▶ **Excerpt to read**
SZIP  Support-- Proposals for Handling "Read Only" Libraries.

Robert E. McGrath, Quincey Koziol, Elena Pourmal

April, 2004

1. Overview

The HDF libraries are required to include SZIP compression as a standard filter. The SZIP library has some restrictions on its use for commercial purposes. Specifically, the decoder is free for all to use, but the encoder may be used only for non-commercial purposes.

The SZIP library has been modified so that it can be compiled in two versions:

The former may require a license for commercial use. The latter is free for all use.

Because of the legal issues, it is very important that this change is deployed as soon as possible. We must be able to provide users with the ability to use HDF with both license conditions. At this time, many users are deconfiguring SZIP because they have no way to use the encoder-only option.

The overall approach will be to have one version of the HDF libraries, which can be linked to either version of SZIP, depending on the user's preference and rights. We will distribute two versions of the SZIP binaries, full and decode only, the user may download and use either.

In order to realize this goal the HDF libraries must be modified to behave reasonably in the case when the SZIP encoder is not available.  E.g., in this configuration, a dataset previously compressed with SZIP can be read, but datasets cannot be created with SZIP, nor can data be written compressed with SZIP.

In addition to the changes to the libraries, miscellaneous tools will need to be modified to provide meaningful feedback to the user, e.g.,"this dataset cannot be modified because you do not have the SZIP license".

▶ **Dataset excerpts**

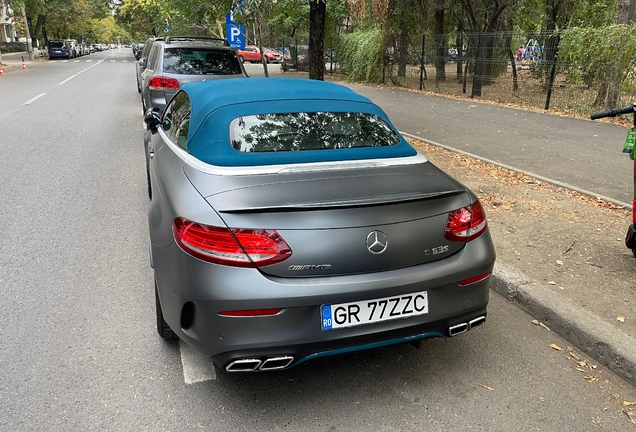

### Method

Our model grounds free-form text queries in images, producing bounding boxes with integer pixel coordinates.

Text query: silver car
[145,78,495,372]
[140,36,247,113]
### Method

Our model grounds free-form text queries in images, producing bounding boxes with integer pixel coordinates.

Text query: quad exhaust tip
[448,315,486,336]
[225,356,294,372]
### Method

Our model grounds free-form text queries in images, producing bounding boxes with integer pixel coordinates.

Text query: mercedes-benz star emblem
[367,231,389,255]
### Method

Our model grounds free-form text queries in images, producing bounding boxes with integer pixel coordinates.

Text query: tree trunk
[308,0,327,81]
[396,31,410,77]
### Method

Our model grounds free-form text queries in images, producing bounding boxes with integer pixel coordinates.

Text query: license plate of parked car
[320,291,428,330]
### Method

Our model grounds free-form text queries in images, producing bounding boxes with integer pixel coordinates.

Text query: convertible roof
[182,78,372,130]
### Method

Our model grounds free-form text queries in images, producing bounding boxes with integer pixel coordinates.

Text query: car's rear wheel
[155,281,177,340]
[146,149,152,199]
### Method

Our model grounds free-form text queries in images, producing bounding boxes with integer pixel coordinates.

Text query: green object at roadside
[623,129,636,160]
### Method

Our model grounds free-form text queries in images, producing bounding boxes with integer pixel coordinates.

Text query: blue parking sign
[225,21,245,49]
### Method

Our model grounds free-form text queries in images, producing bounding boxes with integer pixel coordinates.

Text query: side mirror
[144,108,161,134]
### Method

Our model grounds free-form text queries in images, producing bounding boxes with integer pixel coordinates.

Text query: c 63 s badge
[424,245,449,256]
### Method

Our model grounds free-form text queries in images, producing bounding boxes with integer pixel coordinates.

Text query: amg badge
[287,264,331,271]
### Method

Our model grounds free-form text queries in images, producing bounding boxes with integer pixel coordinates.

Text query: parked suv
[66,39,82,58]
[140,36,248,113]
[49,39,73,59]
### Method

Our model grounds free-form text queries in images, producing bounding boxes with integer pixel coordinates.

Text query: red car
[236,45,283,63]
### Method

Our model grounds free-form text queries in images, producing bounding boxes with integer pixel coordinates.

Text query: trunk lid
[186,163,472,277]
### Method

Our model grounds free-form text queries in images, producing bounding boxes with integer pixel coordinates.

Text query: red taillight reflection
[172,218,292,267]
[148,75,179,90]
[219,308,281,317]
[444,200,488,242]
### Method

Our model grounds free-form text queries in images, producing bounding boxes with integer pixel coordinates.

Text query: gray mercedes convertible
[144,78,495,372]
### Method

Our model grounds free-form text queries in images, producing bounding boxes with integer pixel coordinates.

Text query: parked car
[66,39,82,58]
[236,45,262,63]
[263,48,283,63]
[140,36,247,113]
[135,36,163,93]
[48,39,74,60]
[144,78,495,372]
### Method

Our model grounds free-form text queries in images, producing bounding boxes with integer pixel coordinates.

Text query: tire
[155,281,177,340]
[146,149,152,199]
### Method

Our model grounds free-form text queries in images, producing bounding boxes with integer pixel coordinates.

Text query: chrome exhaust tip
[448,323,468,336]
[259,356,294,370]
[225,359,263,372]
[468,316,486,330]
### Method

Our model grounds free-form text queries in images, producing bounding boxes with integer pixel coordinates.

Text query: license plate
[320,291,428,330]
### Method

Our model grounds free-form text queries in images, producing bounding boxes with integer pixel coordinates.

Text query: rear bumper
[152,232,495,368]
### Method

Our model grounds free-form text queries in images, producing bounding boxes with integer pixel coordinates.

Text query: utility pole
[22,5,35,60]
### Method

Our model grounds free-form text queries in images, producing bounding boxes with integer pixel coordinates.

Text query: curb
[490,262,636,385]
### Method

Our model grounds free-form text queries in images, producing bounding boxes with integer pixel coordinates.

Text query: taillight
[444,200,488,242]
[148,75,179,90]
[172,218,292,267]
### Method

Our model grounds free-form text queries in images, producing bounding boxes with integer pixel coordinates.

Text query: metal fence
[327,32,636,114]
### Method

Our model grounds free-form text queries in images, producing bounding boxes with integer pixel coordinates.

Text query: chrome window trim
[158,127,428,176]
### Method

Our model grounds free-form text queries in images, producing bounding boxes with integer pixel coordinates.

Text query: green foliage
[336,29,385,82]
[559,23,636,86]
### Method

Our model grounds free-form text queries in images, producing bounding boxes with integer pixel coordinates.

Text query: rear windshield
[230,112,400,153]
[163,48,242,75]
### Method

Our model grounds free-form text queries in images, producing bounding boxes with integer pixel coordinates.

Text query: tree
[308,0,327,81]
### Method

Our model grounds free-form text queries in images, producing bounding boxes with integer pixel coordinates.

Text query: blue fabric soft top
[181,78,417,166]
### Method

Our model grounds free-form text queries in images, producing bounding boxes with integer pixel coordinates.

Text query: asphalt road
[0,49,636,431]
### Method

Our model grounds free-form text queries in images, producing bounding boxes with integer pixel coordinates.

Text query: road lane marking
[58,59,104,85]
[24,93,46,105]
[58,74,77,85]
[179,340,216,384]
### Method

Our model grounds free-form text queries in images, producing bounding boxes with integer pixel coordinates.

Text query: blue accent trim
[286,332,447,369]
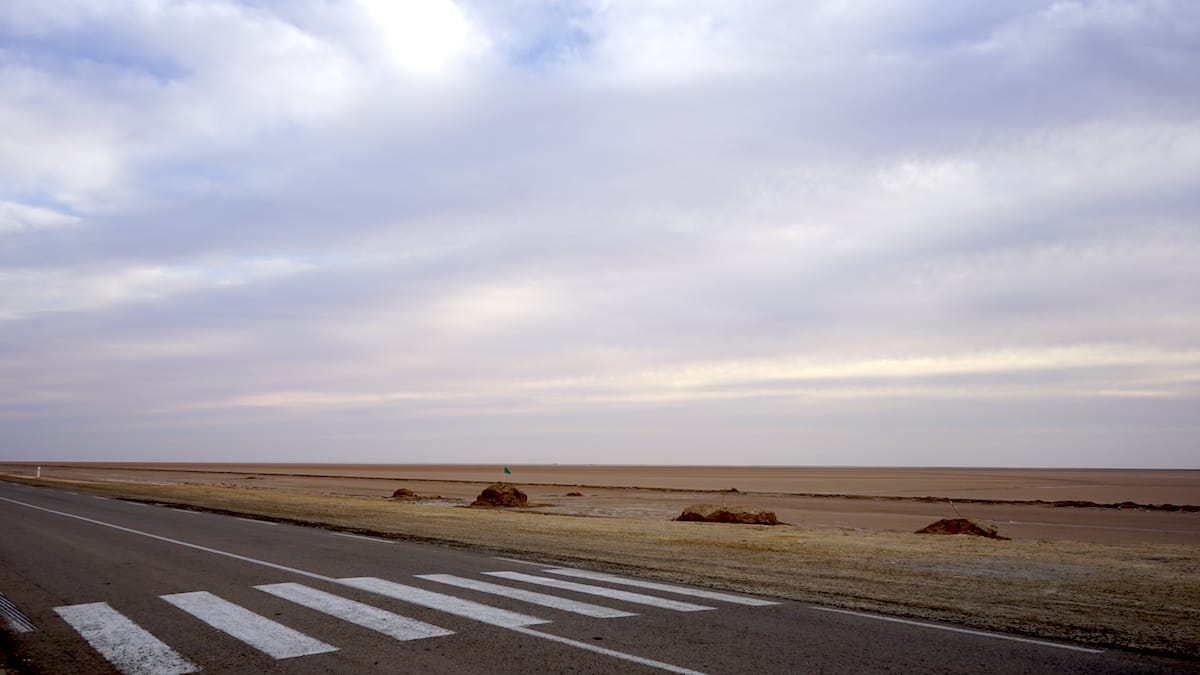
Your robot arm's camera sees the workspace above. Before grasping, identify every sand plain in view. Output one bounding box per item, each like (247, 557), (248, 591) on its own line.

▶ **Exercise requirements**
1. Do the following statements agree with the SZIP proposal? For each one, answer yes or no and quote the words of the proposal that decide it.
(a) Anyone may use the SZIP decoder.
(b) The plan is to distribute a single version of the SZIP binaries.
(c) When the SZIP encoder is not available, a dataset previously compressed with SZIP can still be read.
2. According to the SZIP proposal, what restriction applies to use of the SZIP encoder?
3. Restate word for word the passage of the SZIP proposal from "The former may" up to and including "and use either.".

▶ **List of solutions**
1.
(a) Yes: "the decoder is free for all to use"
(b) No: "We will distribute two versions of the SZIP binaries, full and decode only"
(c) Yes: "a dataset previously compressed with SZIP can be read"

2. The encoder may be used only for non-commercial purposes.

3.
The former may require a license for commercial use. The latter is free for all use.

Because of the legal issues, it is very important that this change is deployed as soon as possible. We must be able to provide users with the ability to use HDF with both license conditions. At this time, many users are deconfiguring SZIP because they have no way to use the encoder-only option.

The overall approach will be to have one version of the HDF libraries, which can be linked to either version of SZIP, depending on the user's preference and rights. We will distribute two versions of the SZIP binaries, full and decode only, the user may download and use either.